| Assigned task 1 |
From the NDIS commentary, reproduce the stretch from "A4 has provided" through "terminology became dominant.".
| Assigned task 2 |
In the NDIS commentary, about how many people were estimated to be eligible for the NDIS when the trial started?

| Source passage |
....
Some comments on the above article
It's fair to say that this article annoyed me. This is why ...
the NDIS is definitely not isolated from scrutiny. It gets a lot of scrutiny ... often from people with little or no understanding of expertise in the area (as in this example).
the NDIS trials have shown that the NDIS has a definition of disability (although the NDIA's criteria for "autism" remain gobbledygook ... for example, the NDIA expects just one severity level when the DSM-5 is very clear that a DSM-5 diagnosis has two separate severity levels). The estimate of the number of people eligible (meeting the definition) for the NDIS when the trial started was around 460,000. Note that this is significantly fewer than those who get the Disability Support Pension (~820,000) and the ABS's estimate of the number of Australians with severe or profound disability (about 746,000 <65 years old in 2015).
the number of NDIS participants who are autistic surprised the NDIA; they expected far fewer. The number of people with ASD has been increasing ... but Ms Shanahan clearly has nothing to add on this issue.
A4 has provided much more information than Ms Shanahan bothered to look up.
Had Ms Shanahan investigated ASD prevalence in Australia, she would know there are much more important questions than her first question. Given that ABS data showed that in 2012, 73% of autistic people had severe or profound disability, her second question shows she really does not have an adequate understanding of ASD ... she should not be writing (well, no being published anyway) on the subject.
She misunderstands "the spectrum": currently, ASD is a disorder (a single disorder) that has a spectrum of presentation. Previously, the DSM-IV and ICD-10 had a small spectrum of disorders (plural), so the "spectrum" view is not new. And the "explosion" was well underway before the "spectrum" terminology became dominant.
....
| Given data |
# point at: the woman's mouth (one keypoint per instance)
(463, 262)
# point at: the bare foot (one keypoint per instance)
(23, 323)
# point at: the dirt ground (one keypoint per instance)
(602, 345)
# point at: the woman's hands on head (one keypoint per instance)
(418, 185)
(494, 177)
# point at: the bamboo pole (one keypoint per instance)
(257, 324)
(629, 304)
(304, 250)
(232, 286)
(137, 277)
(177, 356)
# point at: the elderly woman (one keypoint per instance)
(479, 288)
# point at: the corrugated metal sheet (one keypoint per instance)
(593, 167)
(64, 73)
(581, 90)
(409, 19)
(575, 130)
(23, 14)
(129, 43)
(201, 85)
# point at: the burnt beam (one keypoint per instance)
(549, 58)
....
| Expected output 1 |
A4 has provided much more information than Ms Shanahan bothered to look up.
Had Ms Shanahan investigated ASD prevalence in Australia, she would know there are much more important questions than her first question. Given that ABS data showed that in 2012, 73% of autistic people had severe or profound disability, her second question shows she really does not have an adequate understanding of ASD ... she should not be writing (well, no being published anyway) on the subject.
She misunderstands "the spectrum": currently, ASD is a disorder (a single disorder) that has a spectrum of presentation. Previously, the DSM-IV and ICD-10 had a small spectrum of disorders (plural), so the "spectrum" view is not new. And the "explosion" was well underway before the "spectrum" terminology became dominant.

| Expected output 2 |
Around 460,000.